SOURCE DATA
^^^^^^^^

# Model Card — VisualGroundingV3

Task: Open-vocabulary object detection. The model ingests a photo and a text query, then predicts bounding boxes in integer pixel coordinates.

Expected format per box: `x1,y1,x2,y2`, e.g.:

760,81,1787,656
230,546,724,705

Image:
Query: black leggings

^^^^^^^^

YOUR ASSIGNMENT
Your answer must be the lines from the one with "Task: Open-vocabulary object" through the last line of the data, repeated exactly and with nothing else.

OUTPUT OF THE TASK
Task: Open-vocabulary object detection. The model ingests a photo and a text query, then predicts bounding boxes in integer pixel coordinates.

Expected format per box: `x1,y1,x2,y2`, e.g.:

760,81,1787,656
230,546,724,705

Image:
Query: black leggings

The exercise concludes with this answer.